What to work on:
A single figure is the whole answer: the number of lines in the entries that contain "body".

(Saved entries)
-- Opening Marker --
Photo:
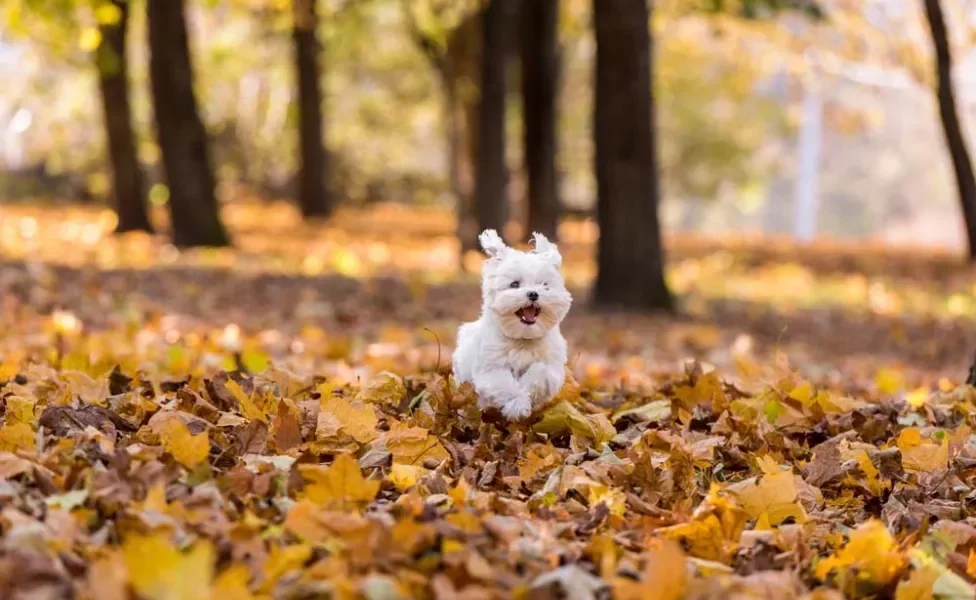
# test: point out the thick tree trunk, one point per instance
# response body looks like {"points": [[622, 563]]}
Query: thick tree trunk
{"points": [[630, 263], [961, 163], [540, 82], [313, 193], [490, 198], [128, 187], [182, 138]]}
-- Closing Marker --
-- Opening Marker --
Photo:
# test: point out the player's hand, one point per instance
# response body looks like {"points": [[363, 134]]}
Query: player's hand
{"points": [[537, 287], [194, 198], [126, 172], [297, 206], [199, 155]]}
-- Closing Marker --
-- Opening Marker --
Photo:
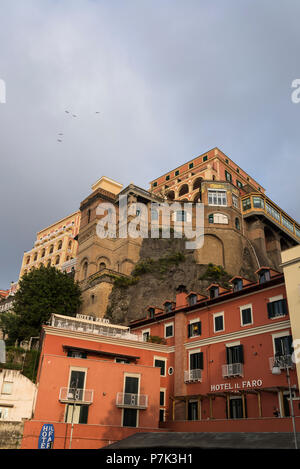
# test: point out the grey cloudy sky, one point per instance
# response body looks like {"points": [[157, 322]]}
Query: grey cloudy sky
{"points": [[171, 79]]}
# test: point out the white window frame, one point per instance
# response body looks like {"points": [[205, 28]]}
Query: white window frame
-- Closing Marker --
Written reply:
4